=== Exercise ===
State how many lines of the items below contain the word "tree". Give only the number.

=== Source material ===
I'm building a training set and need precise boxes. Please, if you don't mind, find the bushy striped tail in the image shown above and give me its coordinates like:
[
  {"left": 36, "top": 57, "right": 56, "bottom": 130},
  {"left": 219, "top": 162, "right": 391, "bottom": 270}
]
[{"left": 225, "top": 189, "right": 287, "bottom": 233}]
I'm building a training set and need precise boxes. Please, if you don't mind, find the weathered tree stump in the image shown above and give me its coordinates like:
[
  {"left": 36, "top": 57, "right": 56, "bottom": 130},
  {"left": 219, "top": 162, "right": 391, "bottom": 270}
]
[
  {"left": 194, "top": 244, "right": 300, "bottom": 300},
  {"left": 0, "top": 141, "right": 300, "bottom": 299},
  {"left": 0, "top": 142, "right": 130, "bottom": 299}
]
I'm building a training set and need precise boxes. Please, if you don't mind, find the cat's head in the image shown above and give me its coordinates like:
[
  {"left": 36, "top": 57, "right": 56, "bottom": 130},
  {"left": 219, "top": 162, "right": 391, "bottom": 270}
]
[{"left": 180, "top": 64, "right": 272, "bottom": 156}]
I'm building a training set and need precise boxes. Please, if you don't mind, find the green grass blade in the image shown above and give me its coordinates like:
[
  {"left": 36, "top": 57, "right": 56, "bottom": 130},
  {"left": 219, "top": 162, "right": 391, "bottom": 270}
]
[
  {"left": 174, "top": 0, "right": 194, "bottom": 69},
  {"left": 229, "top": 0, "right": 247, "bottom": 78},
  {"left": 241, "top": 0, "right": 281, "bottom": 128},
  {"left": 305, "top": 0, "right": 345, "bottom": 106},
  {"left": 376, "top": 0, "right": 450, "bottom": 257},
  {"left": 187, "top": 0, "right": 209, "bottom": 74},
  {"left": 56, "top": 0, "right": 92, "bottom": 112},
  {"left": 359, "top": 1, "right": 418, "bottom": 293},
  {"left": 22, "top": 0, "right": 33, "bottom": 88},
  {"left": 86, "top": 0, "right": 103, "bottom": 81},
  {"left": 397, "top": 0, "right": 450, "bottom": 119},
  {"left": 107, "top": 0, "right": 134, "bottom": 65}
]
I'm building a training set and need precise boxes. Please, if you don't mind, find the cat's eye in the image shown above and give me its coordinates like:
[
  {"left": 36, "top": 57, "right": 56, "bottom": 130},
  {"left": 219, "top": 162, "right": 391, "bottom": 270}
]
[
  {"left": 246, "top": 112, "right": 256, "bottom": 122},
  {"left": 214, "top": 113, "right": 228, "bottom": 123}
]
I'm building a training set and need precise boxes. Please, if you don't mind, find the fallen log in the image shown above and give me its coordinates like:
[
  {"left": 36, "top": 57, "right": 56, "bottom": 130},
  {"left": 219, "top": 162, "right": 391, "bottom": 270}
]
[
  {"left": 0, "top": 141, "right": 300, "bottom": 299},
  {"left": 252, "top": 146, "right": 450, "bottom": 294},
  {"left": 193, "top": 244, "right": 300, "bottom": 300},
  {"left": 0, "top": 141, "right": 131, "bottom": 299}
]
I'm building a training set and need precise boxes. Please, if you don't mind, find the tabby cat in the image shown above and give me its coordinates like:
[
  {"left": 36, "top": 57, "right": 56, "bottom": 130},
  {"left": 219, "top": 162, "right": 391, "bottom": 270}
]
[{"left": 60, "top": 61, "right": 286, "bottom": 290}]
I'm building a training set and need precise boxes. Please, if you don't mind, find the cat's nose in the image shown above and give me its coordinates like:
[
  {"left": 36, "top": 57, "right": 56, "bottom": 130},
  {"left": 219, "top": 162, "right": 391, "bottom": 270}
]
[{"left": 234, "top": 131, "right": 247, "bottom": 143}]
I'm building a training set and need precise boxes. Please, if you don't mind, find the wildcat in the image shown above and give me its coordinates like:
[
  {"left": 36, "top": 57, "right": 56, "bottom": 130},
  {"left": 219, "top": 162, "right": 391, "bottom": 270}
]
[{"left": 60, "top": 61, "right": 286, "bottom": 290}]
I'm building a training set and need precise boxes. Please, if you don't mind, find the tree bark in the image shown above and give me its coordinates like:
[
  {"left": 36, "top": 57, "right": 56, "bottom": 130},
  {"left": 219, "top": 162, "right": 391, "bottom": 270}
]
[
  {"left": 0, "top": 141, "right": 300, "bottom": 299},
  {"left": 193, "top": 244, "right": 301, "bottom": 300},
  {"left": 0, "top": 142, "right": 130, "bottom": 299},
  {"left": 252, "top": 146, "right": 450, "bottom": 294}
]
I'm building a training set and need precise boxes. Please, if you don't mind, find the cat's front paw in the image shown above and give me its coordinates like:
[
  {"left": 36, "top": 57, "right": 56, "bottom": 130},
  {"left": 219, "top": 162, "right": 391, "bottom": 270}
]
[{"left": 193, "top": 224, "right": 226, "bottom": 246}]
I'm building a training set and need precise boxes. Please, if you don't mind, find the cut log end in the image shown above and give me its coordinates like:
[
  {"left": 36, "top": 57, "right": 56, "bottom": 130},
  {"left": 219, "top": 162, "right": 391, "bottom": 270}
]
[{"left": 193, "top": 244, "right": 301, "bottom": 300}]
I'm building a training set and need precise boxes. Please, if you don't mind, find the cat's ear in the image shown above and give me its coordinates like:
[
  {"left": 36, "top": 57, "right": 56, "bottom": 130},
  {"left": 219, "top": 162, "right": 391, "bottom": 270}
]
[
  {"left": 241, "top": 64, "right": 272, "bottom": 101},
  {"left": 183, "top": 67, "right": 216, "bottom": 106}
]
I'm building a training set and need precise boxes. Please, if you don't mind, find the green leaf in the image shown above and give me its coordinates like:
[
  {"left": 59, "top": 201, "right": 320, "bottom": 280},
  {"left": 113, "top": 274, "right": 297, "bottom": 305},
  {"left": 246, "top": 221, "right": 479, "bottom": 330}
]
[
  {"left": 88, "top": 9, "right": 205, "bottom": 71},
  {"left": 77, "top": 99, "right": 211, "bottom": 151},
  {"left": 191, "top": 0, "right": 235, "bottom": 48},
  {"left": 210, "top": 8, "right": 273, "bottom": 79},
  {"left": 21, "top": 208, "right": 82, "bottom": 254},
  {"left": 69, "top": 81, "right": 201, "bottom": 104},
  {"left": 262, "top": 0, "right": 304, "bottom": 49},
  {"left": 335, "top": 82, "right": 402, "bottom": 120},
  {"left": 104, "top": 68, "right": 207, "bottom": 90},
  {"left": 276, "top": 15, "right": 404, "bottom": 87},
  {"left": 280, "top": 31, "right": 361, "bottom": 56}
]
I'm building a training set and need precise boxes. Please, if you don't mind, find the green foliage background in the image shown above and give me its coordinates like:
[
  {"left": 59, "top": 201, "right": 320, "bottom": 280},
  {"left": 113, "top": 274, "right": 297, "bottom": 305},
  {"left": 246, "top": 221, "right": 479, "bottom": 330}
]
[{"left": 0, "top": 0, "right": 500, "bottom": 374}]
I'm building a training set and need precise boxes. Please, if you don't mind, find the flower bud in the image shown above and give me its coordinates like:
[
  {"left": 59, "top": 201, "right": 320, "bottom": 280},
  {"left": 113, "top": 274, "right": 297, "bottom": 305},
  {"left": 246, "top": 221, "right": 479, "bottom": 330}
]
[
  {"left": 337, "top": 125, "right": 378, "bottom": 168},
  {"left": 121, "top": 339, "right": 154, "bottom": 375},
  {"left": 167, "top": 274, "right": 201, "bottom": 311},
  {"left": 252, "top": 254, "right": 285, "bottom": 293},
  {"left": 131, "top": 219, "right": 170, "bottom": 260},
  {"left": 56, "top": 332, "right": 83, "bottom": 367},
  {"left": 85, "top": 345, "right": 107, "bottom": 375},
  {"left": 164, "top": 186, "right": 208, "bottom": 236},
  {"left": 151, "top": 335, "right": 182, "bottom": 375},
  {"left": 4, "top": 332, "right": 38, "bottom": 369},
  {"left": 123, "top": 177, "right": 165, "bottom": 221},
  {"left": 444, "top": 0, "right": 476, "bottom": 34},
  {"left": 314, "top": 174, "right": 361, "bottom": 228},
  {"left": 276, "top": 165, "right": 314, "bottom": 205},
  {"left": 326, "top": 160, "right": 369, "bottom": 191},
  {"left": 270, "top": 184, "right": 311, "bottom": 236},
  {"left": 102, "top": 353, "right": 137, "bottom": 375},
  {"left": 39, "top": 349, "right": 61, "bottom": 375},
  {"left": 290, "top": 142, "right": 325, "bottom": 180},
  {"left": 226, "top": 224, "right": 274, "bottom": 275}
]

=== Answer ===
2